**What the task requires**
Output the stretch of entries below verbatim, from the line containing "Reviewer note: every instance of the horse's shoulder" through the last entry, with both ends included.

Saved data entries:
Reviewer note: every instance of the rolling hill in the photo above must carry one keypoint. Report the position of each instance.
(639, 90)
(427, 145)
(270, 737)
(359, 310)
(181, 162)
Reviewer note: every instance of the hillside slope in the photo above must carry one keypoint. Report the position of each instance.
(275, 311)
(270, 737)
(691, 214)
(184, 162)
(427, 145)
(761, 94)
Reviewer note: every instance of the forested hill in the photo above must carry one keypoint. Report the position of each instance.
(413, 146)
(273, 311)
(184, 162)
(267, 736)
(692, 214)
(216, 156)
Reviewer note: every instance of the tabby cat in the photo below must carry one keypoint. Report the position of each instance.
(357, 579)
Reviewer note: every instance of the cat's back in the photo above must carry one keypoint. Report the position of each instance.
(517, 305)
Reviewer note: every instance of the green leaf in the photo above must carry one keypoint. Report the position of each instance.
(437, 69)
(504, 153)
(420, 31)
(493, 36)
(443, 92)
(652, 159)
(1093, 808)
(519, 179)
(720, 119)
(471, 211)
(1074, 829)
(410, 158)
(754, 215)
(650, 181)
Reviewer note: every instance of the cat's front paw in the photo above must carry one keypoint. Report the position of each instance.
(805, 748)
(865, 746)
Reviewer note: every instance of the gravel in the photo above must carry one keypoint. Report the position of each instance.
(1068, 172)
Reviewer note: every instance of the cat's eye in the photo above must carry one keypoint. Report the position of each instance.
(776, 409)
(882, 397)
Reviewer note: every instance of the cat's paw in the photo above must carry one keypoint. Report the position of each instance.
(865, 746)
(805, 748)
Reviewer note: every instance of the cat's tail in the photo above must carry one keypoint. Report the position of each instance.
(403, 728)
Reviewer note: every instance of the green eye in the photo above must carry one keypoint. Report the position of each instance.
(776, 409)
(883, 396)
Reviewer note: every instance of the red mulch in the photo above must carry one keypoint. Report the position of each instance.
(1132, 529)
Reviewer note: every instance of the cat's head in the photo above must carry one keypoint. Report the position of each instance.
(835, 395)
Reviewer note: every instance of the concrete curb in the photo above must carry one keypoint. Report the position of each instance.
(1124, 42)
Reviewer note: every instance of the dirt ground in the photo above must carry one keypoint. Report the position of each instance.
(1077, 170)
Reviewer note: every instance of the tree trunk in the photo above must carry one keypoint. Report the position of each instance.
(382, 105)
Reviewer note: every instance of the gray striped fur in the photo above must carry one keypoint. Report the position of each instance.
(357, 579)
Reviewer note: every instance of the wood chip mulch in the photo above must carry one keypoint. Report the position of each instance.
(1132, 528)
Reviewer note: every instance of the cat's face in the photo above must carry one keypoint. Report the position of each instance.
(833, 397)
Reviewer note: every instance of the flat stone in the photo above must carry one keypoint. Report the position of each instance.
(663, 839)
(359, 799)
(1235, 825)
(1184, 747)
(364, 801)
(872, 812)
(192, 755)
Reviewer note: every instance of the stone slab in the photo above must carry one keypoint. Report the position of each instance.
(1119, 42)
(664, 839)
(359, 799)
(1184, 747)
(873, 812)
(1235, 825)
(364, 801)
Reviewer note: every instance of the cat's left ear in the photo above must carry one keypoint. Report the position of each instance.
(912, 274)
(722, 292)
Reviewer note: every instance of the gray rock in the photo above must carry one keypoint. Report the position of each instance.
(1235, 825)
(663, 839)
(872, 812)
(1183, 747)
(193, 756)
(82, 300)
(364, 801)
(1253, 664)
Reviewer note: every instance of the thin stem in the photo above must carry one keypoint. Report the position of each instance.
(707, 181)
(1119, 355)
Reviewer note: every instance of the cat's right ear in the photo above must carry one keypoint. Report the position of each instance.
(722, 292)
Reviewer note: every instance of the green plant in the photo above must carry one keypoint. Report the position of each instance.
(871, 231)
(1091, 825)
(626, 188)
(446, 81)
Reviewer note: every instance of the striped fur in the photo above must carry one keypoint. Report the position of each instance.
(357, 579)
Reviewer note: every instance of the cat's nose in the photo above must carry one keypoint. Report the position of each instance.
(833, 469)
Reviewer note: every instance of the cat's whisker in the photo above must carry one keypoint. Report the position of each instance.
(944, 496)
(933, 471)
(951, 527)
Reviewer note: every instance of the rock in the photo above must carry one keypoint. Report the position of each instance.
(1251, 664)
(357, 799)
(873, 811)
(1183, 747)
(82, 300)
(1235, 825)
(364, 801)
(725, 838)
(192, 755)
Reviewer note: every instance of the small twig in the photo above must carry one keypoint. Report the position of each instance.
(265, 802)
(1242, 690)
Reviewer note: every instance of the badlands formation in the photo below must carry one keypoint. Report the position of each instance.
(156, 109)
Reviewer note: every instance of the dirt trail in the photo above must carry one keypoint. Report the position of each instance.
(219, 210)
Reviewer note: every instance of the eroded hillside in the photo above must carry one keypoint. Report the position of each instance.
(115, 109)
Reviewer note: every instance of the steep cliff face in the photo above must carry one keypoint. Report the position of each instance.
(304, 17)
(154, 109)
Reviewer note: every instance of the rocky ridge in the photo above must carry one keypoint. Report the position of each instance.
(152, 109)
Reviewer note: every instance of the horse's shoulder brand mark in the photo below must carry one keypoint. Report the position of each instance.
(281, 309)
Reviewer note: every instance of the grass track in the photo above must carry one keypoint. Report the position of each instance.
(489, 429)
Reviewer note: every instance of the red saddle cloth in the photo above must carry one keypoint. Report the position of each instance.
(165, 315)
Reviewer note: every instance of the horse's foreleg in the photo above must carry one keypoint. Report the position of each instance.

**The solution**
Reviewer note: every instance of the horse's shoulder brand mark in the photo below must carry one keypoint. Report the position of each instance.
(281, 309)
Reviewer note: every instance of the grass track in the photo above must carry one keypoint. Report the position of each instance.
(489, 429)
Reviewer note: every instance of the red saddle cloth in the photo above must carry one keypoint. Report the position of each instance.
(165, 315)
Reviewer note: every instance of the horse's foreleg in the photo above must carry one keypoint. Report the position of each instance.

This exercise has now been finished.